::: Kaynak metin

‘Sevilen’ güfteci

Adı “Mustafa”ydı. Soyadı ise, huyunu, mizacını ve san’atkârlık ruhunu olduğu gibi yansıtan bir ifadeyle “Sevilen” bir şahsiyet idi.

Türkiye’de daha çok “güfte yazarı” olarak bilinen Mustafa Sevilen, geçtiğimiz hafta sonu 91 yaşında Çanakkale’nin bir köyünde vefat etti.

 

Aynı zamanda “son şahitler”den olan Mustafa Sevilen’e Cenâb–ı Hak’tan rahmet ve mağfiret diliyoruz. Evlâtlarına ve yakınlarına da taziyetlerimizi sunuyoruz.

Kendisiyle bundan yıllar önce tanışmıştık. 1980’li yılların başlarında Yeni Asya’nın Cağaloğlu’ndaki merkez binasına gelmişlerdi.

Onu kitap servisinde ağırlamış, uzun sohbetlerde bulunmuş, Üstad Bediüzzaman’la ilgili hatıralarını pür merak ve iştiyakla dinlemiştik.

Kendisi de şevk ve heyecanla anlatıyordu, 1953 senesinde Emirdağ’da görüp yaşadıklarını.

İşte, bize anlattıklarının bir özeti:

“Biz o tarihte askerî görev icabı Eskişehir’deydik. Komşularımızdan biri Emirdağlıydı. Aramız çok iyiydi. Kardeş gibiydik. Bir gün bize Emirdağ’da bir düğünleri olduğunu söyledi. Bir otobüs dolusu ‘düğün alayı’ ile yola çıktık.

“Otobüste, koyu Halk Partili kimseler de vardı. Bir ara baktım, sözü Bediüzzaman Hazretlerine getirip o muhterem zâtı da tenkide başladılar, hatta çok galiz ifadelerde onu karalamaya çalıştılar.

“Bir noktadan sonra dayanamadım ve konuya müdahil oldum. Dedim ki: Beyler! Siz Bediüzzaman’ı sevmeyebilirsiniz. Ona düşman da olabilirsiniz. Fakat, ona bu şekilde hakaret etmeye hakkınız yok. Bu yaptığınız çok ayıp. Bırakın Müslümanlığa, insanlığa sığmaz. Lütfen hakaret etmeden konuşun…’

“Neyse, Emirdağ’a vardık. Düğün merasimi yapıldı, kalabalık dağıldı. Bu arada belediye başkanı ile ilçe jandarma komutanı kasabanın içinde misafirleri gezdirmek istediler. Birlikte çıktık, çarşıyı dolaşıyoruz.

“Bir ara belediye reisi, çarşı ortasında meydana nazır bir evin kapısı önünde durdu ve ‘Burada muhterem bir zât kalıyor. Gelmişken, onu da ziyaret edin, hayır duâsını alıp öyle gidin’ dedi.

::::::
::: Sağlanan veriler

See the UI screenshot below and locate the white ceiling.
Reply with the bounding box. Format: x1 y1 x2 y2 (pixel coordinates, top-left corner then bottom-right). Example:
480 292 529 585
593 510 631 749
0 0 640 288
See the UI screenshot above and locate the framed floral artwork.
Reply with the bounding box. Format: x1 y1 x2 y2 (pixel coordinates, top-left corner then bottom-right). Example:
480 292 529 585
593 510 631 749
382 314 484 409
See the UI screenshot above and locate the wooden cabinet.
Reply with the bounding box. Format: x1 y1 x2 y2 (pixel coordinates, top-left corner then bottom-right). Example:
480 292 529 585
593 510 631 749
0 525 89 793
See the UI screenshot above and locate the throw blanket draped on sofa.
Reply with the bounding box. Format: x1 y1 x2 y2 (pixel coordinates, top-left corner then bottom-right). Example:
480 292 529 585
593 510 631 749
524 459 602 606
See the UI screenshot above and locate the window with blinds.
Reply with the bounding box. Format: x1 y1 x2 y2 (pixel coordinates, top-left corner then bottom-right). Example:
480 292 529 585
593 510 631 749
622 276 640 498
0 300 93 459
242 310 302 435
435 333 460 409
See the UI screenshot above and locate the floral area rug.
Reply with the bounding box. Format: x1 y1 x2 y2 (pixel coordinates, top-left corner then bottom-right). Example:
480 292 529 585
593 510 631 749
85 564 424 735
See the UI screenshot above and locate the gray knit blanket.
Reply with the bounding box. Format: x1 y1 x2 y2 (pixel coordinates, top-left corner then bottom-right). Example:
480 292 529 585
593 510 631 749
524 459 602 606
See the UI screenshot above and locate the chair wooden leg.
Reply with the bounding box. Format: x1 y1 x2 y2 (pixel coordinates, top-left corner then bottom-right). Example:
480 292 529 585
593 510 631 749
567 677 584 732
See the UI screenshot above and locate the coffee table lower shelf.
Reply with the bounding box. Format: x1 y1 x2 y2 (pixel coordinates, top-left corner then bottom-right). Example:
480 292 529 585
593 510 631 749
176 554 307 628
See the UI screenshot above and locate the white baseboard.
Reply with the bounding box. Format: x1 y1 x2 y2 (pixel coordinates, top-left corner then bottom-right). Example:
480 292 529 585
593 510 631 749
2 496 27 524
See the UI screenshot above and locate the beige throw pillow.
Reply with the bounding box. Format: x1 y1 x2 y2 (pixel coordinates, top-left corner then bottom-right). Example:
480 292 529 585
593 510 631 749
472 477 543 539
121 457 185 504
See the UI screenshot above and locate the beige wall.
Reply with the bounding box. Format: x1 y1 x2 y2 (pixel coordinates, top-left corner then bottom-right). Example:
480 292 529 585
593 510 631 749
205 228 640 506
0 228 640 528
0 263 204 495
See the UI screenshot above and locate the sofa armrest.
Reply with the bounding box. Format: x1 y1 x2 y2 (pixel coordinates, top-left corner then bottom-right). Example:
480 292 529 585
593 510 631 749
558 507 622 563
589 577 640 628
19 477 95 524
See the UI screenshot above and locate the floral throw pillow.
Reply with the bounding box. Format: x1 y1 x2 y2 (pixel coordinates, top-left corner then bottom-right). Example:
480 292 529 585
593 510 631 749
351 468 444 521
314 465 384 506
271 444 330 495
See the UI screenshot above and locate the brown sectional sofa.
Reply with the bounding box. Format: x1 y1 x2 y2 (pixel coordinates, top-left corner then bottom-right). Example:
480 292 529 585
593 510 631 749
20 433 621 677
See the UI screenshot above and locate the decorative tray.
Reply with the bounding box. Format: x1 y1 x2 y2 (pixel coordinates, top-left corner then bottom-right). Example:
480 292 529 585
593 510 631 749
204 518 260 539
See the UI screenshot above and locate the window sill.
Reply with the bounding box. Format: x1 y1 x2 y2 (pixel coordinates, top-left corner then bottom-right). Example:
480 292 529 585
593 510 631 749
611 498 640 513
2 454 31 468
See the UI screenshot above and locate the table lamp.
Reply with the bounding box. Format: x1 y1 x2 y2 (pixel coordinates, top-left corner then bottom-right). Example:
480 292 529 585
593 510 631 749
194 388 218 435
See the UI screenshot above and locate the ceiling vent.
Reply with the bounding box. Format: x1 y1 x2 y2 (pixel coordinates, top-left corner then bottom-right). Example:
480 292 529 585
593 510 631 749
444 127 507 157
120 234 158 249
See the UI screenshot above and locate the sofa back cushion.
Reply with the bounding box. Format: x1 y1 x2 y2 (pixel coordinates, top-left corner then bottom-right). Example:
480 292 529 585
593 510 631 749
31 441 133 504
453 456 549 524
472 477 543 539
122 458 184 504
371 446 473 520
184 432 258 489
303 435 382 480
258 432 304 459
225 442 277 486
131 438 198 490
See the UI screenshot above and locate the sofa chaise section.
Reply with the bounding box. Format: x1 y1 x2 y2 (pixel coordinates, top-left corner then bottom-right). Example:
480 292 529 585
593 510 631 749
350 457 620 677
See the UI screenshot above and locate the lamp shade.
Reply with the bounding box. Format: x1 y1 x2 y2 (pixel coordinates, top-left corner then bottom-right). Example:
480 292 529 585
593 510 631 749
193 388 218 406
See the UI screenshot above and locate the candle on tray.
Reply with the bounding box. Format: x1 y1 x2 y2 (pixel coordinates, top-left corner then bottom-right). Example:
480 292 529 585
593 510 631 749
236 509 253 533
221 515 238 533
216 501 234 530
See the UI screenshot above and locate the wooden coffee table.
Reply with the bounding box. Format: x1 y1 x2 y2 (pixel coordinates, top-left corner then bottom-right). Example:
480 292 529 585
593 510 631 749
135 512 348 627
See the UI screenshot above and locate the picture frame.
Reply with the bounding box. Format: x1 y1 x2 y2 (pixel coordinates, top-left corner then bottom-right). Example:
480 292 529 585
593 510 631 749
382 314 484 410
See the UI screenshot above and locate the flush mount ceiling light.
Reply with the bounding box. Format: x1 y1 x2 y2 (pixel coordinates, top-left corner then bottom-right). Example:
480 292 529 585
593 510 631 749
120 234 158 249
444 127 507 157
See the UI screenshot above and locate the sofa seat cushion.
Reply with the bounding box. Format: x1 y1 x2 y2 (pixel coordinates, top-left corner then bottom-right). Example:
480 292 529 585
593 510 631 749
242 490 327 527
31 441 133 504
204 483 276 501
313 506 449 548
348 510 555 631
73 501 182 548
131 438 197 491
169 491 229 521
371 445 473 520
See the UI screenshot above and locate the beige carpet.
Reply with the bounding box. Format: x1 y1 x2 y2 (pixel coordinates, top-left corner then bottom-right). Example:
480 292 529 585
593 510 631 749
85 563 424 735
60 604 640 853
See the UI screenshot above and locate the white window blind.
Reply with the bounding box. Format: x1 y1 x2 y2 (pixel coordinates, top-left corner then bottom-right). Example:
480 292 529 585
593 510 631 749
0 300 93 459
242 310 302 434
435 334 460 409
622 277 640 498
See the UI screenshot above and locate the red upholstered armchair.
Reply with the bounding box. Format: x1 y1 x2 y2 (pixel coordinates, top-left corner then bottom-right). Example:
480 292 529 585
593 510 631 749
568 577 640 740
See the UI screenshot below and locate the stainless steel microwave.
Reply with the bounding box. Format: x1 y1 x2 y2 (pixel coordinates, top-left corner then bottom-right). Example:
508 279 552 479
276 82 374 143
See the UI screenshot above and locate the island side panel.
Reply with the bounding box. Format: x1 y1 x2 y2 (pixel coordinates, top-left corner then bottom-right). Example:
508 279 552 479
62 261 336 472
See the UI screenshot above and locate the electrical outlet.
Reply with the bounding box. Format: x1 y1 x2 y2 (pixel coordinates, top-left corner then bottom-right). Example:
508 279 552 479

::::::

### Görev yönergeleri
1) Mustafa Sevilen hakkındaki yazıya göre Sevilen kaç yaşında vefat etmiştir?
2) Mustafa Sevilen hakkındaki yazıdan “Onu kitap servisinde” sözlerinden “ile yola çıktık.” sözlerine kadar olan bölümü harfi harfine yazıya geçirin.
3) Mustafa Sevilen'in Emirdağ hatırasını anlatan yazıyı kaldığı yerden devam ettirin.

### Sıralı yanıtlar
1) 91 yaşında.

2)
Onu kitap servisinde ağırlamış, uzun sohbetlerde bulunmuş, Üstad Bediüzzaman’la ilgili hatıralarını pür merak ve iştiyakla dinlemiştik.

Kendisi de şevk ve heyecanla anlatıyordu, 1953 senesinde Emirdağ’da görüp yaşadıklarını.

İşte, bize anlattıklarının bir özeti:

“Biz o tarihte askerî görev icabı Eskişehir’deydik. Komşularımızdan biri Emirdağlıydı. Aramız çok iyiydi. Kardeş gibiydik. Bir gün bize Emirdağ’da bir düğünleri olduğunu söyledi. Bir otobüs dolusu ‘düğün alayı’ ile yola çıktık.

3)
“Evin kapısının önünde bir genç duruyordu. Reis efendi, ona şunları söyledi: ‘Eskişehir’den gelen kıymetli misafirlerimiz var. Müsaadeleri varsa, Üstad’ı ziyaret etmek istiyorlar.’

“İsim listesini bir kâğıda yazan genç, içeri girdi, bir müddet sonra çıka geldi ve yarı üzgün bir şekilde şunu söyledi: ‘Üstadımızın hepinize selâmı var. Sizlere duâ ediyor, duâlarınızı bekliyor. Aynen ziyaret etmiş gibi kabul ediyor. Ancak, hâli müsaade etmediği için kalabalıklarla görüşemiyor, ziyaretçi kabul etmiyor.’

“Fakat, ne hikmetse, o genç biraz sonra elindeki ziyaretçi listesine baktı ve ‘Mustafa Sevilen Bey kimdir?’ diye sordu. Bir anda çarpılmış gibi etkilendik ve hemen kendimi toparlayıp ‘Benim’ dedim. Genç, ‘Üstadımız sizi istiyor, sadece sizinle görüşebileceğini söylüyor’ dedi.

“Yanımda henüz dört yaşında olan oğlum Fecrialem vardı. Elinden tutup Üstad’ın huzuruna çıktık.

“Gördüğümüz kadarıyla basit bir odada yaşıyordu. Mütevazı bir karyolanın üzerinde oturuyordu. Başında bir agel/sarık vardı. Kenarda ise, bir masa, masanın üzerinde bazı kitaplar ve Kur’ân–ı Kerim bulunuyordu. Ayrıca, duvarda asılı iki adet saat vardı. Bunlardan biri eskiyi (alaturka), diğeri ise yeniyi (alafranga) gösteriyordu.

“Üstad’ın o zayıf, nahif, mübarek ellerinden öperek yerdeki mindere oturduk. Yaklaşık üç saatten fazla yanında bulunduk, sohbetini dinledik.

“O konuşurken, gözlerinden adeta zekâ okları fışkırıyordu. Aman Allah’ım, o gözler, o gözler, o projektör gibi gözler. Rahatça dönüp ona bakamazdınız.

“Konuşması esnasında, bir ara Halkçılar’dan şikâyet etti. Bunlar benden ne istiyorlar, niçin düşmanlık besliyorlar, niçin korkuyorlar diye serzenişte bulundu. Sanki otobüste bizim yanımızda imiş gibi söylenenlere tek tek cevaplar verdi.

“Bir ara, kendisine gençliğinde kelepçeleri nasıl çözdüğünü sordum. Şu cevabı verdi: ‘Kardeşim, ben Kur’ân’ı kendime rehber etmiş, Allah’a teveccüh etmiş biriyim. Evet öyle bir hadise başımdan geçti. Kıbleye yönelip duâ ettim. Kelepçeler çözüldü. Bu arada jandarmalar korkmaya başladı. Ben onları teselli ve tezkiye ettim.’

“Ayrılırken, oğluma şöyle bir baktı ve ‘Bu çocuk ileride büyük bir adam olacak. Ben ona duâ edeceğim. Fakat sen ona dinini öğret’ diye buyurdu. Elini öpüp ayrıldık.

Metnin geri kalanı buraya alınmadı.